◆ Goal of the exercise ◆
Will you quote all of the entries, word for word?

◆ Records shown ◆

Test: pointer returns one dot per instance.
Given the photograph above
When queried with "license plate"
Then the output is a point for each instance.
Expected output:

◆ Answer ◆
Test: pointer returns one dot per instance.
Given the photograph above
When queried with "license plate"
Then the output is a point for each instance.
Expected output:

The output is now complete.